* STATED PROBLEM 1: In the rows, starting at the line that contains "for every instance of the light" and continuing through the final row, replace "largest circle" with "biggest circle" and leave everything else untouched. Return only those lines.

* TEXT PROVIDED:
= = =
Plant cultivation can be further subdivided into three areas:

• Plant cultivation on arable land: food, fodder and industrial crops.

• Horticulture: fruit, vegetable, and wine growing.

• Grassland management.

The law on arable land sets forth different categories of cultivation sectors according to their use, which correspond to the basic forms and methods of utilizing land (Table 1.1).

Cultivation sector
Arable land	Agricultural land	Crop land
Garden
Orchard
Grapes
Grass
Forest
Afforested area
Marsh
Fish pond
Land taken out of cultivation

Table 1.1 Agricultural land and the meaning of crop land

In terms of the machines used in horticultural cultivation, we may distinguish between plantations and gardens.

A plantation is established at a permanent location for the purpose of long-term cultivation. Whether to establish a plantation is a decision to be made for the long-term. The plantation’s characteristics are that (i) it is planted for many years and (ii) the row and root distance of the plants is determined and fixed for several years. The row distance must be such that it allows the machines to move freely between the rows (Figure 1.1). These are usually arboreal plants (with woody stalk). Consequently, they bear the mechanical effects of the cultivation well.
= = =
(Records from a dataset)
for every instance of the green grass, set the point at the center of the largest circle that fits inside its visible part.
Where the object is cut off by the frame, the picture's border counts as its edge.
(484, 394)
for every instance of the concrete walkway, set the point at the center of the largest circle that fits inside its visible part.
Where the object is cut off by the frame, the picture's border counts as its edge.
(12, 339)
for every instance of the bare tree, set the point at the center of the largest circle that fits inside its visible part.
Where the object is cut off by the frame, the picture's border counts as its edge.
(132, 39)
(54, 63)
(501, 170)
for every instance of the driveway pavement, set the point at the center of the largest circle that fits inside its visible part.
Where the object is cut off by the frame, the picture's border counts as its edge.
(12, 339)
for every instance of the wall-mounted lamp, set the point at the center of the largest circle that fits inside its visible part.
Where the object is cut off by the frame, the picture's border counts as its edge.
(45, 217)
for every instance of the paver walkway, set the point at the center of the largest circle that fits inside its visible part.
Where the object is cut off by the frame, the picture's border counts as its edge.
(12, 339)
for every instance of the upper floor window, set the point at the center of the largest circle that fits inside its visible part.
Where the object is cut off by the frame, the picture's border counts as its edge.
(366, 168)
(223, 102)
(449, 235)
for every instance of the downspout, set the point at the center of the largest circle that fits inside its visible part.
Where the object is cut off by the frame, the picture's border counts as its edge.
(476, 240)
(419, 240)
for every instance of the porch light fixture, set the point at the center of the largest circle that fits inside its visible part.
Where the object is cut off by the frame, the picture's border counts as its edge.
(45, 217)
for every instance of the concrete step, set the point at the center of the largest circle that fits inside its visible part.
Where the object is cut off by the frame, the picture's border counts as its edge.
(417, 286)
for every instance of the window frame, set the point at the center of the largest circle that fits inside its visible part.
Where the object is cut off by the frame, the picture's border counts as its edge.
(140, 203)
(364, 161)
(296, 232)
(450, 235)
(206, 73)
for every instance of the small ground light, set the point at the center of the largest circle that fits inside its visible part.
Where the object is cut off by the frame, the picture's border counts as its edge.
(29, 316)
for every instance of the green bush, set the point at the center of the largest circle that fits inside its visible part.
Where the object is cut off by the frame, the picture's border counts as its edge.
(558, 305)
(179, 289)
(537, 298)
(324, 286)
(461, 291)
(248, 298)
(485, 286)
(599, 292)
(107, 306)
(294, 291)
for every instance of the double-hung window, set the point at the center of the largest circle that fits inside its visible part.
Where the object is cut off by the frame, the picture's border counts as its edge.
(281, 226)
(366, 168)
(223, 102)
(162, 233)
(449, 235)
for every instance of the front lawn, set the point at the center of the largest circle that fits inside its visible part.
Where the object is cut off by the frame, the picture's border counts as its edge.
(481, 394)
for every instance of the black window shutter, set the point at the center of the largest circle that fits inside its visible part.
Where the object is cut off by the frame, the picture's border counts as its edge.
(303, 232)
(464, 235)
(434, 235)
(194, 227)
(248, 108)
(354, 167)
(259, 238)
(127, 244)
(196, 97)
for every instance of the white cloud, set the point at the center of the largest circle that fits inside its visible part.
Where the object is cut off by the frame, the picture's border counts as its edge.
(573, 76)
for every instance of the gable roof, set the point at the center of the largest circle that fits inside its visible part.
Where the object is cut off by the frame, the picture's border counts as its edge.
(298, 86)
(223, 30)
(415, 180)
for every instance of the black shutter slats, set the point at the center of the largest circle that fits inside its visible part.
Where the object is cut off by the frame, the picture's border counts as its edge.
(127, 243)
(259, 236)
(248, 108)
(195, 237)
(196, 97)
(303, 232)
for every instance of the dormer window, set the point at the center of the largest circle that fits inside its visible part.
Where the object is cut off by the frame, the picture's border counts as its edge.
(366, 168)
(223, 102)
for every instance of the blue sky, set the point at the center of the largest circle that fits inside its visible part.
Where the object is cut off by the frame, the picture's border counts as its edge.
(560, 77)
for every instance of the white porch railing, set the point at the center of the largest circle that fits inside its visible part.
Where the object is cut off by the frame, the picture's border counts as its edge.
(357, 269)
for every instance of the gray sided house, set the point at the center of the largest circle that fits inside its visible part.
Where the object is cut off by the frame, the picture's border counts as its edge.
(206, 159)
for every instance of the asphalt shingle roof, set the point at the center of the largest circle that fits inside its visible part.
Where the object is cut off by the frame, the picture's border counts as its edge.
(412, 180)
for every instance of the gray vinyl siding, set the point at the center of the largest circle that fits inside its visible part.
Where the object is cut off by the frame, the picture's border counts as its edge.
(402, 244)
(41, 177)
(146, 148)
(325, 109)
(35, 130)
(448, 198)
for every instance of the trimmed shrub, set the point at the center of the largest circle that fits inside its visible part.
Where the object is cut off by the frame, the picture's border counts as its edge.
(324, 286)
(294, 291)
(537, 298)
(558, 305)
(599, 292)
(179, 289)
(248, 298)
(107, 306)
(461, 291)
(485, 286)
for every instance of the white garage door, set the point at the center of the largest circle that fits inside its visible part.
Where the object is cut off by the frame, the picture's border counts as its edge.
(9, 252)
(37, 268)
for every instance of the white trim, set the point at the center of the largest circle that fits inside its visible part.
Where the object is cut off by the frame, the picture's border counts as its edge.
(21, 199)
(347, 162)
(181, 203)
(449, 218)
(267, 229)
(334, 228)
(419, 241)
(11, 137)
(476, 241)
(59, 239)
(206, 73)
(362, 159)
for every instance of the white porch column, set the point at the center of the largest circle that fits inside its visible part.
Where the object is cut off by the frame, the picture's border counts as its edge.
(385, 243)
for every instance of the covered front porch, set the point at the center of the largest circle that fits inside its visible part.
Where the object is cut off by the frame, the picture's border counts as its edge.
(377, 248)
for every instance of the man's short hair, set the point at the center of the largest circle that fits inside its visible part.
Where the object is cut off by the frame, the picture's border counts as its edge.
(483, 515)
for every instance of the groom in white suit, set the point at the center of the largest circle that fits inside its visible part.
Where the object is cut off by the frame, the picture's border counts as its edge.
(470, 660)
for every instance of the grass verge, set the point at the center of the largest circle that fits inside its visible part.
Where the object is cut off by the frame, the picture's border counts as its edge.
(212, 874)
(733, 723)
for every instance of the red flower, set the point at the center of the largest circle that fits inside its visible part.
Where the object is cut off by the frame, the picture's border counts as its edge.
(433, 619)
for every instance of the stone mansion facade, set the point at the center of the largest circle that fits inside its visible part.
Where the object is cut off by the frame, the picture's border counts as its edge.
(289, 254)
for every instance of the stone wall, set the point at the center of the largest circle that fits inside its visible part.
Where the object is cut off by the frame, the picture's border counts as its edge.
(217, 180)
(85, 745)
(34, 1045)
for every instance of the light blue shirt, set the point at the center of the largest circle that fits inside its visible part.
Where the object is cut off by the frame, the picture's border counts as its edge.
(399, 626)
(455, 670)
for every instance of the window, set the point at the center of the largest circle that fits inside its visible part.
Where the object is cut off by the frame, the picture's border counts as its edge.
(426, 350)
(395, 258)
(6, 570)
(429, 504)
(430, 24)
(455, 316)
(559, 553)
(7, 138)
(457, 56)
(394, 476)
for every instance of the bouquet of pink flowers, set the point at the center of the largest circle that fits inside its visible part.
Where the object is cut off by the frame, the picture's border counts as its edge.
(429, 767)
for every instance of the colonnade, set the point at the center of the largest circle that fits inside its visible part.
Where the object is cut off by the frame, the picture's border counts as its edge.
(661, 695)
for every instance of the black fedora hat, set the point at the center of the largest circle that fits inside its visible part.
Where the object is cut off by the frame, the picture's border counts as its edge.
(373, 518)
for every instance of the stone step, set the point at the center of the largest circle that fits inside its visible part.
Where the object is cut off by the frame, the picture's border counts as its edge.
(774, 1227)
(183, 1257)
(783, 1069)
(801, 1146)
= = =
* STATED PROBLEM 2:
Answer these questions about the passage on plant cultivation:
(a) Which three areas is plant cultivation subdivided into?
(b) What must the row distance in a plantation allow?
(c) What kind of plants are plantations usually made up of?

* FINAL ANSWER 1:
for every instance of the light blue shirt, set the point at the center of the biggest circle that fits inside its visible part.
Where the object is cut off by the frame, the picture's border counts as its edge.
(399, 626)
(455, 670)
for every instance of the window, set the point at the center of the biggest circle that fits inside its visible part.
Where the object is cut off by the frame, the picture's border counts as its edge.
(426, 350)
(395, 258)
(6, 570)
(429, 504)
(430, 24)
(455, 316)
(559, 553)
(7, 138)
(457, 56)
(394, 476)
for every instance of the bouquet of pink flowers, set the point at the center of the biggest circle that fits inside its visible part.
Where the object is cut off by the frame, the picture's border counts as its edge.
(429, 767)
for every instance of the colonnade, set the point at the center of the biggest circle that fits inside its visible part.
Where the object is cut off by the frame, the picture's border counts as its edge.
(661, 695)
for every instance of the black fedora hat, set the point at the center of the biggest circle that fits inside its visible part.
Where the object is cut off by the frame, the picture's border counts as its edge.
(373, 518)
for every instance of the stone step, set the point at the center of the biggest circle that fits inside its visible part.
Where the object is cut off by the frame, the picture's border counts as its edge.
(774, 1227)
(183, 1257)
(783, 1069)
(801, 1146)

* FINAL ANSWER 2:
(a) Plant cultivation on arable land, horticulture, and grassland management.
(b) It must allow the machines to move freely between the rows.
(c) Arboreal plants, meaning plants with a woody stalk.